[STUDY MATERIAL]
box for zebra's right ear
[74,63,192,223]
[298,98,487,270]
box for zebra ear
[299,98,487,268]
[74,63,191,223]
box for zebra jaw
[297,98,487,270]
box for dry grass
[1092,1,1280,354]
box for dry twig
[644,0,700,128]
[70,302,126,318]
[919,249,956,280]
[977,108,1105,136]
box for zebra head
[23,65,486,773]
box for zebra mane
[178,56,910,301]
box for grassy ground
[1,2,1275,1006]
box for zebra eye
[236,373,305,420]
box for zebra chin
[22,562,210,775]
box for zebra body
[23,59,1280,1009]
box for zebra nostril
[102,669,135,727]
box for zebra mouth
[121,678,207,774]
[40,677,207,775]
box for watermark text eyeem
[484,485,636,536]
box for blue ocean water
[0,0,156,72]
[/STUDY MATERIAL]
WHAT IS EXPECTED:
Nothing but the lines from the one with "box for watermark text eyeem" through the last line of the entries should be repeated, and those exactly.

RESPONSE BOX:
box for watermark text eyeem
[484,485,636,536]
box for blue ocean water
[0,0,156,72]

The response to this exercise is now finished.